▶ _Esercizio_
Riporta integralmente e senza modifiche il testo sulla Santa di Viù.
== Estratto testuale
La Santa di Viù | Donatella Cane

San Giovanni Bosco e la "Santa" di Viù
1846

Nel corso della raccolta di materiali per il libro "Favole e leggende della Valle di Viù", pubblicato nel 1977, molte persone, specialmente dell'Inverso, ricordavano fatti avvenuti nel secolo precedente in località Vignette di San Vito, connessi con una rapinatrice assassina soprannominata la Santa.
Tutte queste notizie erano compendiate in questo racconto.

La Santa
(da "Favole e leggende della Valle di Viù", 1977)

Un tempo non c'era il ponte Barolo per venire su a Viù e c'era una strada che chiamavano la strada dei boschi e passava per l'Inverso, attraversava il Rio dell'Agnello, andava alle Toglie e da lì su fino alle Vignette e poi potevi andare ai Mulini o alle Fucine.
Là alle Vignette c'era una donna che dava ospitalità a tutti i forestieri che passavano per la strada dei boschi.
Quella lì aveva anche fatto costruire una cappella vicino a casa e dei piloni che andavano giù fino a Stura.
Le donne della borgata accanto, tutte contente di avere una cappella a due passi, dicevano: "Ah, è proprio una santa! Puoi capire, far fare una cappella così bella! È proprio una santa!".
Ma qualcun altro saltava fuori a dire: "Ma che santa e santa! Io non credo che sia una santa!".
"Ma fa fare anche i piloni della Via Crucis".
"Ma i soldi dove li prende?".
"Non è di Viù e vive anche isolata e noialtri non la conosciamo bene".
E facevano grandi chiacchierate e discussioni, finché la notizia della santa è venuta alle orecchie di Don Bosco il quale ha detto: "Come va quello? Ah, vado su io a vedere".
====
== Segmento dati
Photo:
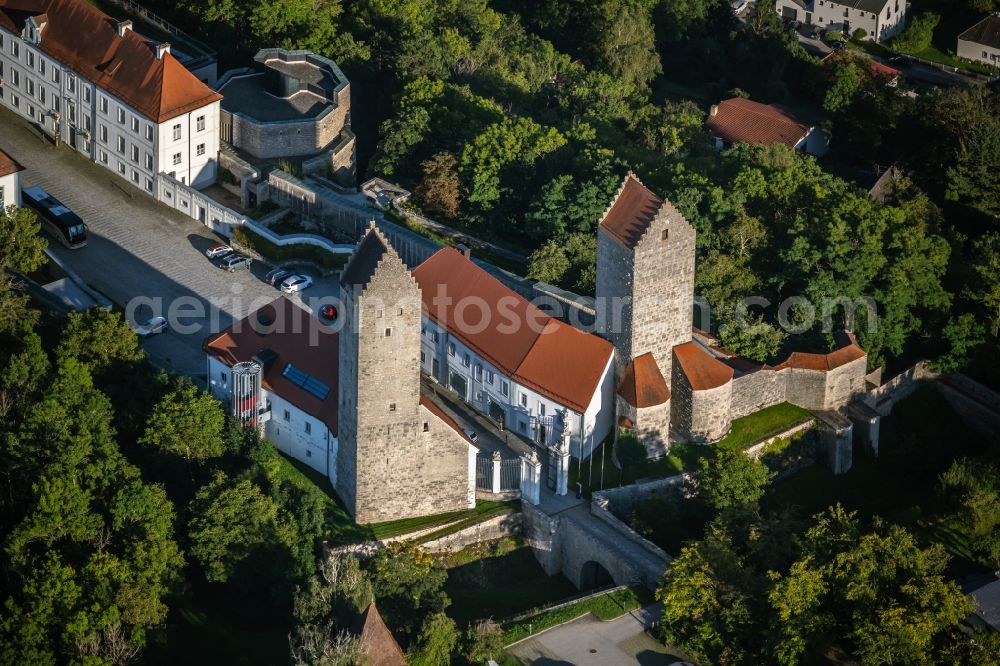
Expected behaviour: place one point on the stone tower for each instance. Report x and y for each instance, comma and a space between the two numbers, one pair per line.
====
▶ _Risposta seguente_
La Santa di Viù | Donatella Cane

San Giovanni Bosco e la "Santa" di Viù
1846

Nel corso della raccolta di materiali per il libro "Favole e leggende della Valle di Viù", pubblicato nel 1977, molte persone, specialmente dell'Inverso, ricordavano fatti avvenuti nel secolo precedente in località Vignette di San Vito, connessi con una rapinatrice assassina soprannominata la Santa.
Tutte queste notizie erano compendiate in questo racconto.

La Santa
(da "Favole e leggende della Valle di Viù", 1977)

Un tempo non c'era il ponte Barolo per venire su a Viù e c'era una strada che chiamavano la strada dei boschi e passava per l'Inverso, attraversava il Rio dell'Agnello, andava alle Toglie e da lì su fino alle Vignette e poi potevi andare ai Mulini o alle Fucine.
Là alle Vignette c'era una donna che dava ospitalità a tutti i forestieri che passavano per la strada dei boschi.
Quella lì aveva anche fatto costruire una cappella vicino a casa e dei piloni che andavano giù fino a Stura.
Le donne della borgata accanto, tutte contente di avere una cappella a due passi, dicevano: "Ah, è proprio una santa! Puoi capire, far fare una cappella così bella! È proprio una santa!".
Ma qualcun altro saltava fuori a dire: "Ma che santa e santa! Io non credo che sia una santa!".
"Ma fa fare anche i piloni della Via Crucis".
"Ma i soldi dove li prende?".
"Non è di Viù e vive anche isolata e noialtri non la conosciamo bene".
E facevano grandi chiacchierate e discussioni, finché la notizia della santa è venuta alle orecchie di Don Bosco il quale ha detto: "Come va quello? Ah, vado su io a vedere".